The problem is with the .*?
pattern at the end of the regex pattern. It never consumes any text because lazy pattern is always skipped first, the subsequent patterns are tried first. Here, there is nothing after .*?
and it means it is fine to return a valid match without consuming anything with the last .*?
.
One possible solution is splitting the string with a regex that keeps captured substrings in the output. Unfortunately, it is not directly supported by Dart, so I enhanced this solution to account for your case:
extension RegExpExtension on RegExp {
List<List<String?>> allMatchesWithSep(String input, int grpnum, bool includematch, [int start = 0]) {
var result = List<List<String?>>.empty(growable: true);
for (var match in allMatches(input, start)) {
var res = List<String?>.empty(growable: true);
res.add(input.substring(start, match.start));
if (includematch) {
res.add(match.group(0));
}
for (int i = 0; i < grpnum; i++) {
res.add(match.group(i+1));
}
start = match.end;
result.add(res);
}
result.add([input.substring(start)]);
return result;
}
}
extension StringExtension on String {
List<List<String?>> splitWithDelim(RegExp pattern, int grpnum, bool includematch) =>
pattern.allMatchesWithSep(this, grpnum, includematch);
}
void main() {
String text = "test1 [B]bold text[/B] test2 [U]underlined[/U] test3";
RegExp rx = RegExp(r"\[[UBI]\]([\w\W]*?)\[\/[UBI]\]");
print(text.splitWithDelim(rx, 1, true));
}
Output:
[[test1 , [B]bold text[/B], bold text], [ test2 , [U]underlined[/U], underlined], [ test3]]
Note the pattern now contains just one capturing group, and this is grpnum
value (group number). Since you need the whole match in the results, the includematch
is set to true
.
The [\w\W]
will match any chars including line break chars, .
does not match them by default.
────────────────────
> **SET OF TASKS**:
A. Reproduce the passage of the Dart regex answer from "The problem is" up to and including "nothing after .*?".
B. According to the Dart regex answer, what does the pattern [\w\W] match?
────────────────────
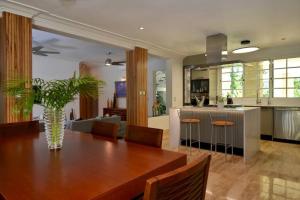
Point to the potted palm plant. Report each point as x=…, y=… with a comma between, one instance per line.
x=53, y=96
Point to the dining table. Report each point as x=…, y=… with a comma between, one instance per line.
x=86, y=167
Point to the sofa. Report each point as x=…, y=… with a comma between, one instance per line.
x=87, y=124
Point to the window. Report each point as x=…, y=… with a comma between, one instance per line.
x=264, y=78
x=286, y=74
x=232, y=80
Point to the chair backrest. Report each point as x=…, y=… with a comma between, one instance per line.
x=188, y=182
x=144, y=135
x=105, y=129
x=1, y=197
x=28, y=127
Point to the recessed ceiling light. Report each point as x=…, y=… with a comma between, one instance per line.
x=224, y=53
x=108, y=62
x=245, y=50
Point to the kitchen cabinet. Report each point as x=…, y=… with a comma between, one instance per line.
x=267, y=121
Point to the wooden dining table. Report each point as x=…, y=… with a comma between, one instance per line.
x=87, y=167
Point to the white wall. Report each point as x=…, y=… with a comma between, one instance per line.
x=110, y=75
x=175, y=84
x=154, y=65
x=49, y=68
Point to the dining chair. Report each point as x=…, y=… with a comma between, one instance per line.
x=144, y=135
x=105, y=129
x=27, y=127
x=188, y=182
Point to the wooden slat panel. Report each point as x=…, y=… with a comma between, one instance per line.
x=88, y=105
x=136, y=72
x=15, y=60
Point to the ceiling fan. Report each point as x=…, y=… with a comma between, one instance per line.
x=109, y=62
x=38, y=51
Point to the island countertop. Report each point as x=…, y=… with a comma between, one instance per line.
x=245, y=133
x=215, y=109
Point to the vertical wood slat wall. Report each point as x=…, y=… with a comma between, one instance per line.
x=88, y=106
x=15, y=59
x=136, y=75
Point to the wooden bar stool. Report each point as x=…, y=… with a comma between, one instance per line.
x=189, y=122
x=221, y=122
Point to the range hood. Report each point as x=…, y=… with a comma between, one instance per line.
x=216, y=52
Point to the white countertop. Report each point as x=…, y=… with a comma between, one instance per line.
x=215, y=109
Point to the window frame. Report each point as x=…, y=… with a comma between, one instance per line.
x=286, y=88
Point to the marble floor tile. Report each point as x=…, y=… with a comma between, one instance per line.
x=274, y=173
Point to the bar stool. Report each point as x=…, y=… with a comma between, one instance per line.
x=189, y=121
x=221, y=122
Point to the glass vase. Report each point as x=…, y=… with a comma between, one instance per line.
x=54, y=127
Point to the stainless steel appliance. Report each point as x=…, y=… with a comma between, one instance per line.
x=287, y=123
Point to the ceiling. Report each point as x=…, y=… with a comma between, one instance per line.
x=78, y=50
x=91, y=52
x=182, y=25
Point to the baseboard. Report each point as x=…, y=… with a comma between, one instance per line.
x=266, y=137
x=286, y=141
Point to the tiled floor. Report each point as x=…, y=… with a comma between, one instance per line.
x=274, y=173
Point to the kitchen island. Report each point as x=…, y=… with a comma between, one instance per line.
x=246, y=129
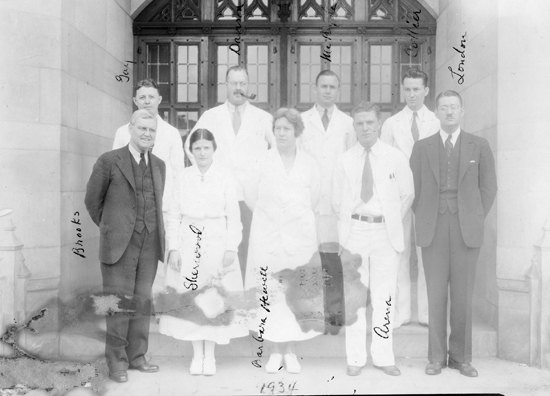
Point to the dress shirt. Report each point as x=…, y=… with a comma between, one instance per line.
x=373, y=207
x=137, y=155
x=321, y=111
x=454, y=136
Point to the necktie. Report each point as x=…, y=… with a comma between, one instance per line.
x=325, y=119
x=142, y=163
x=236, y=120
x=449, y=145
x=367, y=181
x=414, y=128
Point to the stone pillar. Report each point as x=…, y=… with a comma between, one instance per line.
x=14, y=275
x=542, y=265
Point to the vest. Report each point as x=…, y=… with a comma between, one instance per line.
x=448, y=178
x=145, y=199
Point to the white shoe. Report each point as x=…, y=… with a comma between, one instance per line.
x=291, y=363
x=209, y=367
x=196, y=366
x=274, y=363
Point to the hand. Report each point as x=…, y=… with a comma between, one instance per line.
x=174, y=260
x=228, y=258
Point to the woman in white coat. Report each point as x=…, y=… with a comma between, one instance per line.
x=204, y=302
x=283, y=246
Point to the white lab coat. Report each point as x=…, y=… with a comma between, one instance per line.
x=240, y=152
x=168, y=147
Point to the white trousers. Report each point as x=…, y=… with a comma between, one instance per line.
x=403, y=292
x=378, y=272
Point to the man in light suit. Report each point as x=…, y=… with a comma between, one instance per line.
x=327, y=135
x=455, y=186
x=124, y=198
x=373, y=191
x=401, y=131
x=243, y=134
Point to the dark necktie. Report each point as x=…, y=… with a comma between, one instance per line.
x=414, y=128
x=449, y=145
x=142, y=163
x=367, y=180
x=325, y=119
x=236, y=120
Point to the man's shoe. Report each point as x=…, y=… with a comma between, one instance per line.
x=146, y=368
x=119, y=376
x=390, y=370
x=435, y=368
x=354, y=370
x=465, y=368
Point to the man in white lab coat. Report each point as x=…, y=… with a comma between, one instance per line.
x=401, y=131
x=372, y=192
x=168, y=147
x=243, y=133
x=327, y=135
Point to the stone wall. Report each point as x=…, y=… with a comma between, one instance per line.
x=60, y=108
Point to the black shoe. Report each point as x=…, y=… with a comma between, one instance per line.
x=465, y=368
x=146, y=368
x=119, y=376
x=435, y=368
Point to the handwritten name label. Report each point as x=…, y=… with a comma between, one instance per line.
x=280, y=387
x=80, y=250
x=125, y=74
x=461, y=64
x=261, y=328
x=238, y=28
x=412, y=50
x=195, y=273
x=383, y=332
x=326, y=32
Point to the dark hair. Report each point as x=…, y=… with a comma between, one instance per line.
x=415, y=73
x=448, y=93
x=199, y=134
x=326, y=73
x=293, y=116
x=235, y=68
x=365, y=107
x=149, y=83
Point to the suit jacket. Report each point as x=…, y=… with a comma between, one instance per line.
x=393, y=183
x=326, y=147
x=396, y=130
x=112, y=204
x=477, y=187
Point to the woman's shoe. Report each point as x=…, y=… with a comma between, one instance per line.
x=209, y=367
x=196, y=366
x=274, y=363
x=291, y=363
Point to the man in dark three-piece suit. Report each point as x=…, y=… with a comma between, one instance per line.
x=124, y=198
x=455, y=186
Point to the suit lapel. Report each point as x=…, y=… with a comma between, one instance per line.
x=125, y=165
x=466, y=151
x=432, y=151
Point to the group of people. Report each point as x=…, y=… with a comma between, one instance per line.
x=285, y=224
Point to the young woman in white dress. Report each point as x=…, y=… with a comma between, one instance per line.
x=204, y=300
x=283, y=243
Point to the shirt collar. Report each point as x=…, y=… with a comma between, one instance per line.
x=321, y=110
x=232, y=107
x=454, y=136
x=136, y=154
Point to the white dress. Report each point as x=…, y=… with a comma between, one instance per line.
x=283, y=262
x=204, y=300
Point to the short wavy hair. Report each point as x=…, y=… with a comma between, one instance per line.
x=293, y=116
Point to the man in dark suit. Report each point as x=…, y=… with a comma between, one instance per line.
x=455, y=186
x=124, y=198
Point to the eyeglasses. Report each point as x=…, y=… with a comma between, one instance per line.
x=452, y=107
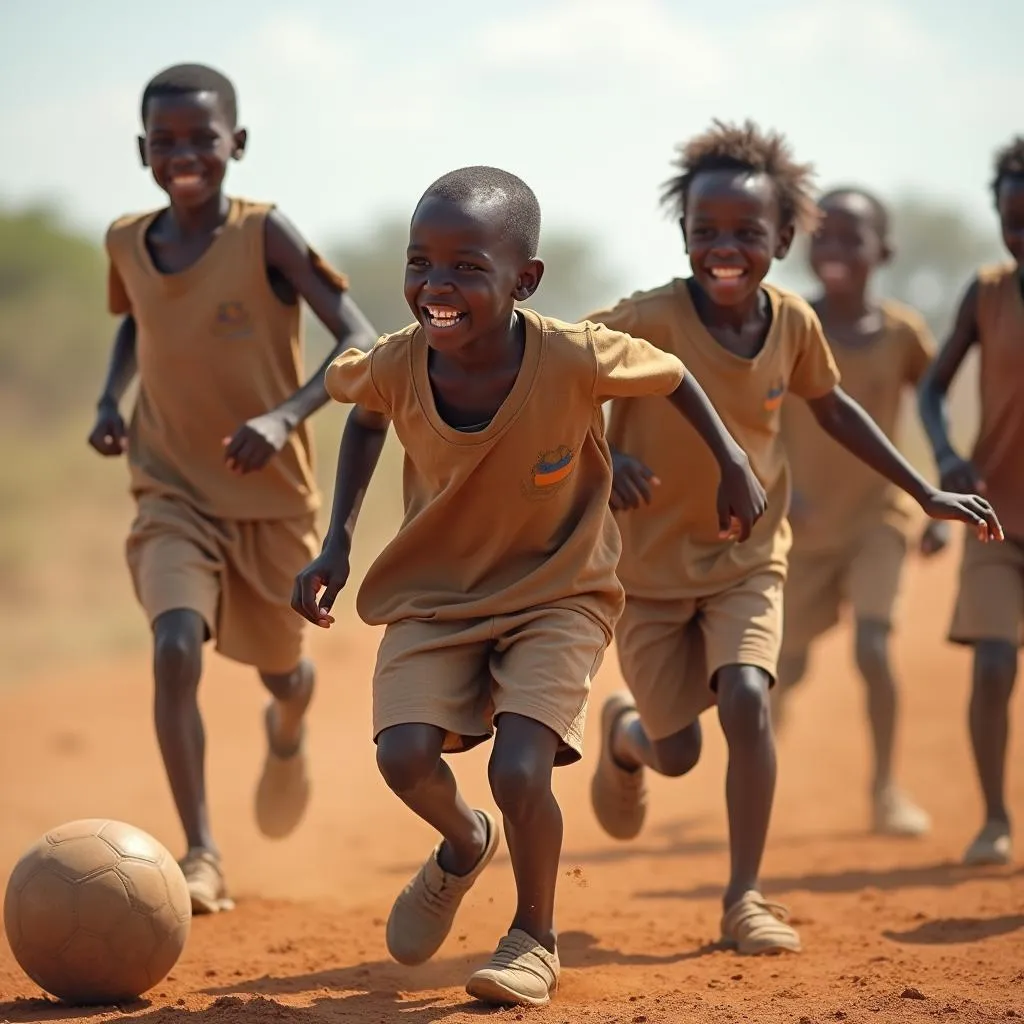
────────────────────
> **ANSWER SET**:
A.
The problem is with the .*?
pattern at the end of the regex pattern. It never consumes any text because lazy pattern is always skipped first, the subsequent patterns are tried first. Here, there is nothing after .*?

B. Any characters, including line break characters.